> **Work instructions**: Everything from the line containing "Where can you spot the cluster" through the last line of the material must be restated word for word, and only that.

+ + +

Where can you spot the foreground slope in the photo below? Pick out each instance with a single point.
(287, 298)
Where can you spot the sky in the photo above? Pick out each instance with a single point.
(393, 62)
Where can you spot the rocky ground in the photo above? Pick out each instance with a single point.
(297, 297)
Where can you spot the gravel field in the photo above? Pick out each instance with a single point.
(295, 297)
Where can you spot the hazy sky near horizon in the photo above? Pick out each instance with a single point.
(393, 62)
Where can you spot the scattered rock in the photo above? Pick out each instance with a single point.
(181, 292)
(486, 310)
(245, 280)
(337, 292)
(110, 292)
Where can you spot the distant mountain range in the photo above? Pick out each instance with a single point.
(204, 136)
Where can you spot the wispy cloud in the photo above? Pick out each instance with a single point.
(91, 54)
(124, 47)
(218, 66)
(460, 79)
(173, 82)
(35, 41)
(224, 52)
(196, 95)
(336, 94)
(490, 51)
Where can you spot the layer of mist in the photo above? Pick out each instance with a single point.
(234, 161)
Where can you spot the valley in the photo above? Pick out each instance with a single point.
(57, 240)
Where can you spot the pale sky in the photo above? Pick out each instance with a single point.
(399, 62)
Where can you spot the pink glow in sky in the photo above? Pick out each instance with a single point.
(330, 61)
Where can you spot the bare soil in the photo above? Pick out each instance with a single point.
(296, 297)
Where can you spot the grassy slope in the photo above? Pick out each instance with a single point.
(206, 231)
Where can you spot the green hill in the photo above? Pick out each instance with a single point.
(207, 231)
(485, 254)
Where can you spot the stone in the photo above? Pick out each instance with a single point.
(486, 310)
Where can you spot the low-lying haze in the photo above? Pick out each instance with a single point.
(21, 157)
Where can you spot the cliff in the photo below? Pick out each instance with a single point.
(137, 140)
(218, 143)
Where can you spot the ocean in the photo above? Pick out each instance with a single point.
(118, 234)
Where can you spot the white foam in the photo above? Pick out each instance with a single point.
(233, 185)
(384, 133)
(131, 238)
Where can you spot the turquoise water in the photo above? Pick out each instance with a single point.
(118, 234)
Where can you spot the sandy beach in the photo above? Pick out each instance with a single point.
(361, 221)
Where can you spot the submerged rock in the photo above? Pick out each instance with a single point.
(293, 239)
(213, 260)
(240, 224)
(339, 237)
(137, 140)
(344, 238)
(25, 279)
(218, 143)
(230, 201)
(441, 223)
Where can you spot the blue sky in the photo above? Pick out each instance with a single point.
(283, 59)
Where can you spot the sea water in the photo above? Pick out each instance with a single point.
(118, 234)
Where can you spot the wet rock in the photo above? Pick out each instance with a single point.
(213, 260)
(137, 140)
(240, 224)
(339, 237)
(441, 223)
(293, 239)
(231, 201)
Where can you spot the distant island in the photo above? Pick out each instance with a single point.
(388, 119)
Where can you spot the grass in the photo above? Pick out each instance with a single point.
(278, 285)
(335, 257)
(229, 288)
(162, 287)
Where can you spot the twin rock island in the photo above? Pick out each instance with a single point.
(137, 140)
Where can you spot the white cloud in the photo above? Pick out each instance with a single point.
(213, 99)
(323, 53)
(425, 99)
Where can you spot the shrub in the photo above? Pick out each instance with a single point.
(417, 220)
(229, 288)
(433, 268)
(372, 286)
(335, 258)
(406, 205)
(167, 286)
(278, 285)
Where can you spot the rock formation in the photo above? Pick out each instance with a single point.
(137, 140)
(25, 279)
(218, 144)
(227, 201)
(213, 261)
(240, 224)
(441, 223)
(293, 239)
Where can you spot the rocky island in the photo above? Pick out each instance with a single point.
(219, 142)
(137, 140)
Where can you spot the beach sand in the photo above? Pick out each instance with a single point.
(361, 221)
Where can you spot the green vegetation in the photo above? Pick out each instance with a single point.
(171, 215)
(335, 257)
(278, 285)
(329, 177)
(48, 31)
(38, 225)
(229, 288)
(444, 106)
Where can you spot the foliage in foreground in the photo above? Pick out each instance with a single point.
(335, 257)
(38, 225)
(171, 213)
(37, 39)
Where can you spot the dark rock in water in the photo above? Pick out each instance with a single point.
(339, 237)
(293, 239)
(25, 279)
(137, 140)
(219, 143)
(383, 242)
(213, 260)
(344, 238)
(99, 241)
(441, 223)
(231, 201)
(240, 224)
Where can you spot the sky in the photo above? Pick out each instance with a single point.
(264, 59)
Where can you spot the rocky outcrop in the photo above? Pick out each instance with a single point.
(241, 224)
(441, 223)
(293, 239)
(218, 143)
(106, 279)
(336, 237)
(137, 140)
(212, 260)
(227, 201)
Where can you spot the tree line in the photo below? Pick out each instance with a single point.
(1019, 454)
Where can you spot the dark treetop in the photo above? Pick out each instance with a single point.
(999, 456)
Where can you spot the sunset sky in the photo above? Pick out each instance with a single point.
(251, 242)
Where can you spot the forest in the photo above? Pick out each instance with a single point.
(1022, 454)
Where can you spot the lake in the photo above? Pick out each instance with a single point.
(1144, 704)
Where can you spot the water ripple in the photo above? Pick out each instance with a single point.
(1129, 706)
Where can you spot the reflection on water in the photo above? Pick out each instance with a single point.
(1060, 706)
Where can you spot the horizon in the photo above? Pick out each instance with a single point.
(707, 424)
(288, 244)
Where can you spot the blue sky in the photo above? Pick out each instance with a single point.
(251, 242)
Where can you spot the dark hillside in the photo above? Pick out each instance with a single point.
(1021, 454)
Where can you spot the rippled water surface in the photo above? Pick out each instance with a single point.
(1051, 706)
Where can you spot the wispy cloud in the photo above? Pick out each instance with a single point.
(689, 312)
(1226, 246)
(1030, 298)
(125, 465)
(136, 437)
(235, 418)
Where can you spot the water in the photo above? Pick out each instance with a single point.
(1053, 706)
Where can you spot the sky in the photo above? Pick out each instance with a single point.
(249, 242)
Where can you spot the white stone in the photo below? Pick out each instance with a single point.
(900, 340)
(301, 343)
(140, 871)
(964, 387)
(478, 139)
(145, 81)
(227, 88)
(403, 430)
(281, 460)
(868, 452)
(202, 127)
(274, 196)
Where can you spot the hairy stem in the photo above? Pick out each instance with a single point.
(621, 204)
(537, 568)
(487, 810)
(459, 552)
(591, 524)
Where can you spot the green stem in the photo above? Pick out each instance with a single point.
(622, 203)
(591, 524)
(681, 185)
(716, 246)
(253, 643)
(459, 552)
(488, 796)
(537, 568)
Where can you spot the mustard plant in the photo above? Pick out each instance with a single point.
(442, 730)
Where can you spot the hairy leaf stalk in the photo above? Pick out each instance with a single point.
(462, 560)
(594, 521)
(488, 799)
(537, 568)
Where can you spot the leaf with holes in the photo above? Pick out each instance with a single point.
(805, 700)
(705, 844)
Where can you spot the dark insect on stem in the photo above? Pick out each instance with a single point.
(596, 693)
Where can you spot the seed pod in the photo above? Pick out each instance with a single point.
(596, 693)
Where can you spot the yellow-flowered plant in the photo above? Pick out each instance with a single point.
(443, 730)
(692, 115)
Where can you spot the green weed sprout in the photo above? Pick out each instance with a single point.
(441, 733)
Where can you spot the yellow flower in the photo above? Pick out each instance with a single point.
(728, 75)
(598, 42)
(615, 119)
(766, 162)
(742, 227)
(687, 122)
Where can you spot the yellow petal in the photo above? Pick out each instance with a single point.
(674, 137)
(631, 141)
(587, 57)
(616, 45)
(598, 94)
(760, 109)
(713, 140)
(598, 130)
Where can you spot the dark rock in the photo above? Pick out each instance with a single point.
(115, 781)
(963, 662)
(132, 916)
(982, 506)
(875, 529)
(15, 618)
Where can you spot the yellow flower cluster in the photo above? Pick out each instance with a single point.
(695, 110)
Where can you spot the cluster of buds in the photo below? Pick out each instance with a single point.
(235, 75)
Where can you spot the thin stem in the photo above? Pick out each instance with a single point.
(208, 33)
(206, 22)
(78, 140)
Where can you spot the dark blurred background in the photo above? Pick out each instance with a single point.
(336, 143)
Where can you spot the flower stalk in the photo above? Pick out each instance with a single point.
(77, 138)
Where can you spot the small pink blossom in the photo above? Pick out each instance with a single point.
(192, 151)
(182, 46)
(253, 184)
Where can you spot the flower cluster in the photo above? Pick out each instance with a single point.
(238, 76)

+ + +

> **Solution for this task**:
Where can you spot the cluster of buds in the photo below? Pick out each instance with a single point.
(235, 75)
Where can you spot the thin stem in the photo above? Pick out each instance with a single point.
(208, 33)
(206, 22)
(78, 140)
Where can you spot the dark blurred background in the photo above? Pick out each instance with a single point.
(336, 143)
Where can you spot the flower stalk in the photo above? Pick out each instance with a single point.
(77, 138)
Where can you spot the small pink blossom in the photo above? Pick out each instance with a single point.
(192, 151)
(182, 46)
(253, 184)
Where can you spot the flower cluster in the photo above? Pick out each instance with a single point.
(238, 76)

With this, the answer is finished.